:: Supplied entries ::
[Start]

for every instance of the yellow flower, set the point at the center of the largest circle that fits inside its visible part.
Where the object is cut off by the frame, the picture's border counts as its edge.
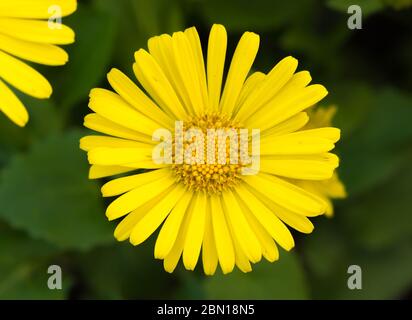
(229, 214)
(331, 188)
(26, 34)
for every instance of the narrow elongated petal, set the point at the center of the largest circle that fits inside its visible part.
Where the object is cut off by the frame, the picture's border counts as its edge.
(23, 77)
(245, 235)
(270, 86)
(171, 228)
(38, 9)
(137, 197)
(42, 53)
(135, 97)
(224, 244)
(286, 194)
(36, 31)
(195, 232)
(216, 54)
(155, 216)
(242, 61)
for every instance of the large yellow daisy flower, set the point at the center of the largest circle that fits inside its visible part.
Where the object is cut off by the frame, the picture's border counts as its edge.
(29, 30)
(230, 215)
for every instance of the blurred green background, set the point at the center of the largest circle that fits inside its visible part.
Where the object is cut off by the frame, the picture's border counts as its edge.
(50, 213)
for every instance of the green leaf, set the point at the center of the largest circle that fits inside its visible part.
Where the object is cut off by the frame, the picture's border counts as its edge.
(44, 120)
(374, 152)
(368, 6)
(46, 193)
(242, 15)
(122, 271)
(137, 21)
(89, 56)
(381, 218)
(23, 267)
(329, 252)
(284, 279)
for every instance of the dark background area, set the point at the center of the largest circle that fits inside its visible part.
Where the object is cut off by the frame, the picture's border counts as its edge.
(50, 213)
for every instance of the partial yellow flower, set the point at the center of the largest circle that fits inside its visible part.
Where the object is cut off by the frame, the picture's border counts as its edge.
(331, 188)
(26, 33)
(212, 209)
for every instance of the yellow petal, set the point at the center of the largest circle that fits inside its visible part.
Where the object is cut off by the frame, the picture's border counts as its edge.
(98, 123)
(270, 86)
(244, 234)
(125, 184)
(172, 226)
(216, 54)
(286, 194)
(23, 77)
(97, 171)
(12, 107)
(38, 9)
(224, 245)
(302, 142)
(90, 142)
(42, 53)
(36, 31)
(269, 248)
(161, 48)
(195, 232)
(285, 106)
(288, 126)
(267, 218)
(241, 259)
(111, 106)
(133, 95)
(296, 221)
(186, 66)
(118, 156)
(311, 167)
(250, 85)
(125, 227)
(156, 215)
(153, 79)
(209, 253)
(137, 197)
(242, 61)
(195, 44)
(171, 260)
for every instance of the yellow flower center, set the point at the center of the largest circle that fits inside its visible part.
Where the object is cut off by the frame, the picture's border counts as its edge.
(212, 176)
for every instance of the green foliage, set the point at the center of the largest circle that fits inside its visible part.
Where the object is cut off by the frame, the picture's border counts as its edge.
(284, 279)
(90, 55)
(23, 266)
(50, 213)
(46, 193)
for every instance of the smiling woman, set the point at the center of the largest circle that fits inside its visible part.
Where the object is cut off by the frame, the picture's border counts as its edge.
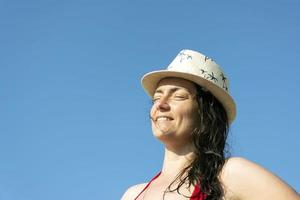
(191, 113)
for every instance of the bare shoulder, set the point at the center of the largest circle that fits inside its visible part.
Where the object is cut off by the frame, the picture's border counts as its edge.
(246, 180)
(133, 191)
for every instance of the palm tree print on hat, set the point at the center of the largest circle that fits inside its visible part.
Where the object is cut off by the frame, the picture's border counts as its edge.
(184, 56)
(224, 79)
(212, 77)
(208, 58)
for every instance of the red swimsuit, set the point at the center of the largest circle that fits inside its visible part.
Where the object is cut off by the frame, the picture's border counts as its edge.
(196, 191)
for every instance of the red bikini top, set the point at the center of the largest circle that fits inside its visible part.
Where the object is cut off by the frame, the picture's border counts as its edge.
(196, 195)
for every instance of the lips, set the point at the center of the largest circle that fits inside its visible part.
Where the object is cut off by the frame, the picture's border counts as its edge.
(163, 118)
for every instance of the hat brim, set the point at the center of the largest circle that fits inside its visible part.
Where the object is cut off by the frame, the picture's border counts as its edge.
(151, 79)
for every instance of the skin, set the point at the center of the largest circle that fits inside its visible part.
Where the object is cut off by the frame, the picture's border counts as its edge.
(242, 179)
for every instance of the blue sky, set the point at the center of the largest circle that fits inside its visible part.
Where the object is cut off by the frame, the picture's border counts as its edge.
(74, 118)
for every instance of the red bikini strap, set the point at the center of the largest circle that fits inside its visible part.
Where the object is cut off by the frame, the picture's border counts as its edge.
(148, 185)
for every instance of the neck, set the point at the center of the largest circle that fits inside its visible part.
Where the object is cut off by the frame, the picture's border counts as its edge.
(176, 159)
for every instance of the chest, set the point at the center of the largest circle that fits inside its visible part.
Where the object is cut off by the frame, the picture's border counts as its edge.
(160, 191)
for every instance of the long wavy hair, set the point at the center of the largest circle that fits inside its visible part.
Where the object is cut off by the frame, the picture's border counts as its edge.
(209, 139)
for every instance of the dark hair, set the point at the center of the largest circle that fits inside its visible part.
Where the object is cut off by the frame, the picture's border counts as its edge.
(209, 139)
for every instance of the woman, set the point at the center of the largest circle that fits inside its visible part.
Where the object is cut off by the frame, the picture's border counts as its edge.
(192, 110)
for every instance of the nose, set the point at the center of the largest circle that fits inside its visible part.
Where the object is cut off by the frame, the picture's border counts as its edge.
(162, 104)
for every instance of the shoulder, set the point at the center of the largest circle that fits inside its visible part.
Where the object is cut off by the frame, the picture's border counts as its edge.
(133, 191)
(245, 180)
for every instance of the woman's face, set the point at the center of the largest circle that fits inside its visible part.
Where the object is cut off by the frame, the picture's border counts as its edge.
(174, 111)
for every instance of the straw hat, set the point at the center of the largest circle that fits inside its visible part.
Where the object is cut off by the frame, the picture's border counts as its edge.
(200, 69)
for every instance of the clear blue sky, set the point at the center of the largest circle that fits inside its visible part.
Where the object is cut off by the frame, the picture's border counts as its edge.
(74, 118)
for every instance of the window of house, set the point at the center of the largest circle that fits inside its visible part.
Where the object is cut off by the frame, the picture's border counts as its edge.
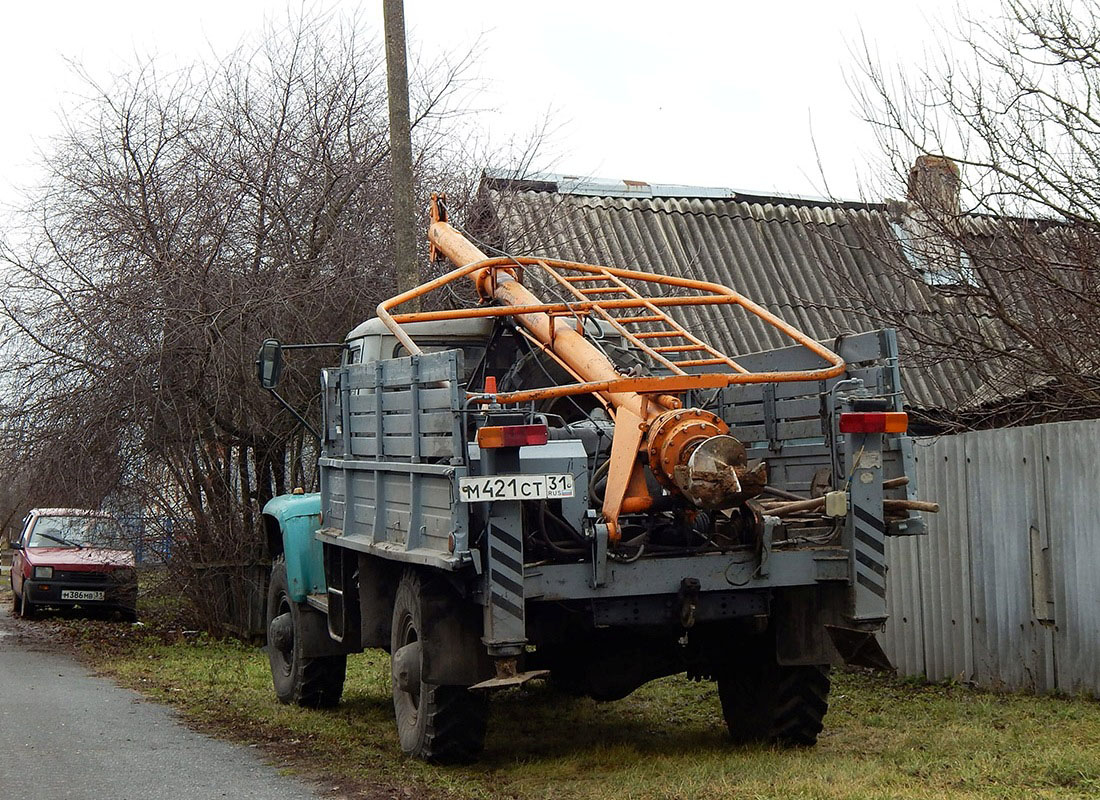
(949, 272)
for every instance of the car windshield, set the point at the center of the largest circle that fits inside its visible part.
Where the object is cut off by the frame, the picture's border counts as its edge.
(78, 532)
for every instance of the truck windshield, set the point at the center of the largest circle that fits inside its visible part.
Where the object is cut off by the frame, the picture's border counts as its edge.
(78, 532)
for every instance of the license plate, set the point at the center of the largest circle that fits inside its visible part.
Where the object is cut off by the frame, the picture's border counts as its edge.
(482, 490)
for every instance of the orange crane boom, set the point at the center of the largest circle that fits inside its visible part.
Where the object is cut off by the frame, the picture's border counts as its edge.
(688, 449)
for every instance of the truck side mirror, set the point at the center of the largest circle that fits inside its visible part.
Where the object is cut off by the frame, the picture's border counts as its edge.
(270, 363)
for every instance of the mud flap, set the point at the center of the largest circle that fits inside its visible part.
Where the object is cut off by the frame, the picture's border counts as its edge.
(858, 648)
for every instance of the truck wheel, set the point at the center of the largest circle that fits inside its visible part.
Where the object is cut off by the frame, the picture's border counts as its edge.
(310, 682)
(444, 724)
(763, 701)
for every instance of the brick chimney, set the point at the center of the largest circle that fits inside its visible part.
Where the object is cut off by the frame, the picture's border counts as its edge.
(934, 186)
(927, 222)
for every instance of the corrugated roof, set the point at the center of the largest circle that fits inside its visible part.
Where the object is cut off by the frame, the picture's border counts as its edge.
(803, 259)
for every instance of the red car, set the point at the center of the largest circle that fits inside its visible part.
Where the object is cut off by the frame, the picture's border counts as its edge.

[End]

:: What this task involves ::
Extract every record above word for word, omitting the pictures.

:: Final answer ::
for every instance of the yellow flower, set the point at the center of the largest circle that fits inside its visible part.
Where the object is cut off by the frame, the picture's border counts as its edge.
(229, 214)
(331, 188)
(26, 34)
for every instance of the narrow elongated petal, set the point at the center of the largest circle that fits inside its visible part.
Where the object is cut off by the frame, the picture's border counts as its edge.
(23, 77)
(245, 235)
(270, 86)
(171, 228)
(38, 9)
(137, 197)
(42, 53)
(135, 97)
(224, 244)
(286, 194)
(36, 31)
(195, 232)
(216, 54)
(155, 216)
(242, 61)
for every instance of the large yellow daisy flower, set the point at the center of the largest circle that fits inside its visible part.
Where the object is cut off by the frame, the picture's border counts as its edge.
(29, 30)
(230, 215)
for every instance of the blurred green background, set the point at the center of the largest circle that fits inside its visible part.
Where the object is cut off by the frame, the picture's border counts as its edge.
(50, 213)
for every instance of the green leaf, set the point at the center of the largest circle that fits inside its visible part.
Where the object is cut off by the frame, the picture's border counts as its edge.
(44, 120)
(374, 152)
(368, 6)
(46, 193)
(242, 15)
(122, 271)
(137, 21)
(89, 56)
(381, 218)
(23, 267)
(329, 252)
(284, 279)
for every instance of the dark background area, set the point at the center of the largest circle that fits inside its visible part.
Where the object is cut off by the frame, the picture's border counts as its edge.
(50, 213)
for every instance of the partial yellow flower, set the point at the center of the largest circle that fits inside its visible part.
Where the object is cut off by the frame, the picture's border counts as its edge.
(331, 188)
(26, 33)
(212, 209)
for every instance of the yellow petal, set the point at the center of the largest circle that fits inside its visible part.
Where the object is cut off by the frame, the picture's border counts as its edge.
(98, 123)
(270, 86)
(244, 234)
(125, 184)
(172, 226)
(216, 54)
(286, 194)
(23, 77)
(97, 171)
(12, 107)
(38, 9)
(224, 245)
(302, 142)
(90, 142)
(42, 53)
(36, 31)
(269, 248)
(161, 48)
(195, 232)
(285, 106)
(288, 126)
(267, 218)
(241, 259)
(111, 106)
(133, 95)
(296, 221)
(186, 66)
(118, 156)
(311, 167)
(250, 85)
(125, 227)
(156, 215)
(153, 79)
(209, 253)
(137, 197)
(242, 61)
(195, 44)
(171, 260)
for every instance of the yellow flower center, set the point at the center of the largest circle that fits inside its visible part.
Where the object is cut off by the frame, the picture's border counts as its edge.
(212, 176)
for every instance of the green foliage, set the point at the center of the largest circle that fits inside its visible part.
Where the object is cut off by the frame, the picture's border counts as its edge.
(284, 279)
(90, 55)
(23, 266)
(50, 213)
(46, 193)
for every instance of the smiling woman, set the point at the center of the largest circle that fits inside its visible part.
Where the object is cut off by the frame, the picture's border counts as its edge.
(191, 113)
for every instance of the bare shoulder, set the point at the center of the largest circle that fits inside its visible part.
Where the object is cut off by the frame, the picture's border counts as its edge.
(246, 180)
(133, 191)
for every instance of the palm tree print on hat, set the point at the center of the largest circle that fits inside its visible part.
Where the object is cut off by the frame, the picture's border counts as its edge.
(184, 56)
(224, 79)
(212, 77)
(208, 58)
for every instance of the red swimsuit, set the point at the center of the largest circle that fits inside its visible part.
Where the object is cut off by the frame, the picture's border counts as its edge.
(196, 191)
for every instance of the red bikini top, set the point at the center of the largest circle that fits inside its visible part.
Where the object is cut off by the frame, the picture's border counts as its edge.
(196, 195)
for every instance of the lips, set the point at the center of the largest circle that fits inside its visible part.
Where the object is cut off by the frame, the picture's border counts as its edge.
(163, 118)
for every instance of the hat brim, set the point at the center of the largest circle that fits inside its visible part.
Where the object is cut off by the frame, the picture's border counts as its edge.
(151, 79)
for every instance of the skin, set the point at the center of the largest circle that fits inside its visible part.
Where the object is cut off by the frame, the picture's border counts as its edge.
(242, 179)
for every instance of the blue sky, set the point at the center of the largest circle that fits inside its visible part.
Where the object is cut off by the frame, the picture's border counts as its edge.
(74, 118)
for every instance of the red bikini strap, set the point at the center of the largest circle that fits inside its visible part.
Where the object is cut off by the frame, the picture's border counts as its edge.
(148, 185)
for every instance of the neck, set the point at the center of the largest circle that fits inside its visible part.
Where the object is cut off by the frame, the picture's border counts as its edge.
(176, 159)
for every instance of the chest, set the point at the center of the largest circle that fits inside its visible part.
Where the object is cut off by the frame, the picture's border counts as its edge.
(160, 191)
for every instance of the long wavy hair, set the point at the center of the largest circle that fits inside its visible part.
Where the object is cut off by the frame, the picture's border counts as its edge.
(209, 139)
for every instance of the dark hair, set the point at the center of the largest circle that fits inside its visible part.
Where the object is cut off by the frame, the picture's border counts as its edge.
(209, 139)
for every instance of the woman, set the point at the center of the largest circle that fits inside its visible part.
Where the object is cut off by the frame, the picture's border counts as its edge.
(192, 110)
for every instance of the nose, set the point at the center of the largest circle that fits inside its visible part.
Where the object is cut off by the frame, the picture's border counts as its edge.
(162, 104)
for every instance of the shoulder, set the point at the center of the largest circle that fits inside its visible part.
Where the object is cut off by the frame, the picture's border counts as its edge.
(133, 191)
(245, 180)
for every instance of the woman's face, set the point at the center of the largest circle that fits inside its visible part.
Where the object is cut off by the frame, the picture's border counts as its edge.
(174, 111)
for every instance of the straw hat, set the point at the center of the largest circle that fits inside its visible part.
Where the object is cut off by the frame, the picture's border counts as its edge.
(200, 69)
for every instance of the clear blue sky, set the point at the center of the largest circle that fits inside its visible part.
Where the object is cut off by the frame, the picture's border counts as its edge.
(74, 118)
for every instance of the window of house, set the point at the center of the largest circle that fits inside its visible part.
Where the object is cut off by the frame, the picture's border counts as its edge.
(949, 272)
for every instance of the car windshield, set the point at the center of the largest circle that fits inside its visible part.
Where the object is cut off by the frame, the picture's border counts as its edge.
(78, 532)
for every instance of the truck windshield, set the point at the center of the largest circle that fits inside its visible part.
Where the object is cut off by the frame, the picture's border counts as its edge.
(78, 532)
for every instance of the license plate, set the point at the center of the largest circle that fits inside its visible part.
Where the object is cut off by the frame, the picture's border counts as its edge.
(482, 490)
for every instance of the orange crane boom, set the point at the center of the largest circle that fits inside its visible part.
Where the object is cut off by the frame, the picture's border counts as its edge.
(688, 449)
for every instance of the truck side mirror, set the point at the center of the largest circle that fits inside its visible part.
Where the object is cut off by the frame, the picture's border counts as its edge.
(270, 363)
for every instance of the mud flap, set the point at the center of the largest circle that fits inside its visible part.
Where the object is cut off by the frame, the picture's border counts as its edge.
(858, 648)
for every instance of the truck wheel, set the point at the center of the largest circle that fits inside its visible part.
Where the object is cut off by the frame, the picture's border counts as its edge.
(310, 682)
(444, 724)
(763, 701)
for every instance of the brick chimney, set the point at the center of the largest circle that fits inside its visible part.
Where the object is cut off by the frame, the picture's border counts as its edge.
(934, 186)
(927, 222)
for every instance of the corrugated roof, set the point at the center of the largest circle that fits inside its visible part.
Where the object is cut off by the frame, the picture's border counts as its edge.
(803, 259)
for every instance of the red car, set the point at the center of the largest circle that fits inside its visible part.
Where the object is cut off by the frame, the picture's border counts as its edge.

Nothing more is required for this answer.